_INPUT ROWS_.
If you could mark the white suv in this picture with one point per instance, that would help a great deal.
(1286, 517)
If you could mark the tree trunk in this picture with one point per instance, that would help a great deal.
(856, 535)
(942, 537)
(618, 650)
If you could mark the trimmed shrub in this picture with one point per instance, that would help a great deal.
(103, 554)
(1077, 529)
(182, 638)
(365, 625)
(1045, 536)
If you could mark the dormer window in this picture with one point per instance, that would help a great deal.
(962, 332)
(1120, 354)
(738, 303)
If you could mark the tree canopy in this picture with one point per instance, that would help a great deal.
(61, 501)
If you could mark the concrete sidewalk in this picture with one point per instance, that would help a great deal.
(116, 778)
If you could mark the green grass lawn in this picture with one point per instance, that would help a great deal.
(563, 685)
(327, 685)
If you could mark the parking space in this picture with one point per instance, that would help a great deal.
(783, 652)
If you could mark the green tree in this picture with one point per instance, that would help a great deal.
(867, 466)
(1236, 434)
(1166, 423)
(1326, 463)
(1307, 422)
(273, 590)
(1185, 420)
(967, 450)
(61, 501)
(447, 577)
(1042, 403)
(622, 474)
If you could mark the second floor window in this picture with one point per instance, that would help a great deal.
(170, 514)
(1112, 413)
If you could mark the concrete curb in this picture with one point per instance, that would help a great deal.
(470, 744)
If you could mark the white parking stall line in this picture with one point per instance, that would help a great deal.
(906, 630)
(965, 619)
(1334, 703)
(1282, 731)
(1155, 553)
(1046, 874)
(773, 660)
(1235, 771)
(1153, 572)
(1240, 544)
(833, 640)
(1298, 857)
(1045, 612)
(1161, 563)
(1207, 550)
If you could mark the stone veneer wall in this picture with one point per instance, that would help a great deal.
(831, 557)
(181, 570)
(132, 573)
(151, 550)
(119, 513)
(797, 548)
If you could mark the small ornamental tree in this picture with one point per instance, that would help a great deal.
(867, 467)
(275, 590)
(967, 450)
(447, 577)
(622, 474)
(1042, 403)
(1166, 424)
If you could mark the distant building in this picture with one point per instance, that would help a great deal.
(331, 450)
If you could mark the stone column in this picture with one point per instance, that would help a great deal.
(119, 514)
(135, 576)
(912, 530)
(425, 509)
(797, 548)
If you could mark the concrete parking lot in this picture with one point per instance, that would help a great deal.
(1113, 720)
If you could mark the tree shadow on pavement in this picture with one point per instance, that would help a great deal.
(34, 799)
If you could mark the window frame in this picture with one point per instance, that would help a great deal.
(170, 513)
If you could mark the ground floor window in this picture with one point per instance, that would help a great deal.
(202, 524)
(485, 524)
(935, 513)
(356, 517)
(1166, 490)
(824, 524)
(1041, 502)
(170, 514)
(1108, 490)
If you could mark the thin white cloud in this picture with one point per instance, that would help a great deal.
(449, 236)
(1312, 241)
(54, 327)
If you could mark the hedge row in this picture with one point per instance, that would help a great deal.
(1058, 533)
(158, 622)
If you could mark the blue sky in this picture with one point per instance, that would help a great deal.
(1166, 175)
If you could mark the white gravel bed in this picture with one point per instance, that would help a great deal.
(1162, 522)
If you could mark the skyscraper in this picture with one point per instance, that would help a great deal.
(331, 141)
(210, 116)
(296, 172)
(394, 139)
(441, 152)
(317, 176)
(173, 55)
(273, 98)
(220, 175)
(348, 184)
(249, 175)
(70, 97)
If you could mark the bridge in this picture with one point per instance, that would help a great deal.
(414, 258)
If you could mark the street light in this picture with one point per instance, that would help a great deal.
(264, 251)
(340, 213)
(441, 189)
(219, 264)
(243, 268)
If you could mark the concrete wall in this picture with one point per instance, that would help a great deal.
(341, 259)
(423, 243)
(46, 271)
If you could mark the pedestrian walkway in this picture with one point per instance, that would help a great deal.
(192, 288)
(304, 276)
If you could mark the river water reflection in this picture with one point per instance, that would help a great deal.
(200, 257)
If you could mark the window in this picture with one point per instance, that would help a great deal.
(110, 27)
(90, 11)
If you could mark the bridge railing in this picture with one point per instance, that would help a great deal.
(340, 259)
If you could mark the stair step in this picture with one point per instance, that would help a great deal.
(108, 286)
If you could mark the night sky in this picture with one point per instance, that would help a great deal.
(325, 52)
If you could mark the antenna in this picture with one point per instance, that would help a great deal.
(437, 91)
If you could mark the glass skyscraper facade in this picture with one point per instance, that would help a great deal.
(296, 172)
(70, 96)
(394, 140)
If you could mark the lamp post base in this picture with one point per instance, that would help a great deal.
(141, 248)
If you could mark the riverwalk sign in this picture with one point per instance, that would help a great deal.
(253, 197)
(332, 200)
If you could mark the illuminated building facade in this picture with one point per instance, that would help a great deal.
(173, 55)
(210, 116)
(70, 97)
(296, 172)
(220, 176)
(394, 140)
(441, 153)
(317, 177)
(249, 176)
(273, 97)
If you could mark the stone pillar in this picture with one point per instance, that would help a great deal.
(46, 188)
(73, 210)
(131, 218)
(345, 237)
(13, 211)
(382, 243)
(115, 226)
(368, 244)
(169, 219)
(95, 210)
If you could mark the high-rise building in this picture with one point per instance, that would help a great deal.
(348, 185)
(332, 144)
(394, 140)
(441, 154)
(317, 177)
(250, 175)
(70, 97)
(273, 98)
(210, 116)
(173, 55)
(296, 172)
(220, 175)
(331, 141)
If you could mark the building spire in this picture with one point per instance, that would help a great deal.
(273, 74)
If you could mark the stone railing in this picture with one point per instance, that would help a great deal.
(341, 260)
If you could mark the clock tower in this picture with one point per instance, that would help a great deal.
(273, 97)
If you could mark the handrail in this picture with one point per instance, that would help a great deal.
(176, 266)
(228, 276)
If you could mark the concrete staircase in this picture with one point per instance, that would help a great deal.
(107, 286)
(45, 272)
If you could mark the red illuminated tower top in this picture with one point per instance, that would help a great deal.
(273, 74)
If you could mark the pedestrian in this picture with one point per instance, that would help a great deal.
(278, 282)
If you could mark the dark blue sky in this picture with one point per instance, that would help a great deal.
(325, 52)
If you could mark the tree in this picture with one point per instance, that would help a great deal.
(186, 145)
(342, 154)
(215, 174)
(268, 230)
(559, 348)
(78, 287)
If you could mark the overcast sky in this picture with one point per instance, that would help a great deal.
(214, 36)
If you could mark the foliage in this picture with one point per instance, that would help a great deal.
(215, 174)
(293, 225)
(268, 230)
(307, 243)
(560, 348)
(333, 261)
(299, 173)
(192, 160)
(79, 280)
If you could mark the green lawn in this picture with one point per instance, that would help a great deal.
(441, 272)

_WORK TO DO_.
Your answer should consist only of the lines from the one with "If you could mark the illuminated" through the end of the data above, reproduced exactly.

_FINAL RESULT_.
If you could mark the illuminated building facade in this picture with one point per instance, that would help a great deal.
(173, 55)
(210, 116)
(70, 97)
(296, 172)
(220, 176)
(394, 140)
(441, 153)
(317, 177)
(249, 176)
(273, 97)
If you could mark the stone pillar in this picture with one point per instance, that would help a great deal.
(46, 188)
(73, 210)
(131, 218)
(345, 237)
(13, 211)
(382, 243)
(115, 226)
(368, 244)
(169, 219)
(95, 210)
If you could mark the high-rise building in this picture with one point per instance, that would help a great deal.
(348, 185)
(332, 144)
(394, 140)
(441, 154)
(317, 177)
(250, 175)
(70, 97)
(273, 98)
(210, 116)
(173, 55)
(296, 172)
(220, 175)
(331, 141)
If you could mark the building spire in this picture with one point per instance, that would help a great deal.
(273, 74)
If you could mark the stone railing in this picture with one point per instance, that would help a great deal.
(341, 260)
If you could mark the clock tower in this picture with one point per instance, that would help a great deal.
(273, 97)
If you could mark the handrail in this picture with one point per instance, that would help a great deal.
(176, 266)
(228, 276)
If you could mark the concrete staircase in this picture with one point per instance, that would help a great deal.
(107, 286)
(45, 272)
If you could mark the red illuminated tower top in this picture with one point per instance, that would help a great deal.
(273, 74)
If you could mark the pedestrian in this picture with one point per instance, that would help a great deal.
(278, 282)
If you could mark the dark blue sky in this picture with one point per instance, that would help a great deal.
(325, 52)
If you could mark the tree in this picture with one point per instance, that would help a great deal.
(186, 145)
(342, 154)
(215, 174)
(268, 230)
(559, 348)
(78, 287)
If you could mark the overcast sky in this picture with one point per instance, that would help a great deal.
(214, 36)
If you could mark the foliage in this picture with one point per instance, that would help a great deal.
(215, 174)
(293, 225)
(268, 230)
(307, 243)
(560, 348)
(333, 261)
(299, 173)
(192, 160)
(79, 280)
If you could mark the green lawn in this picture with one point per instance, that would help a great deal.
(441, 272)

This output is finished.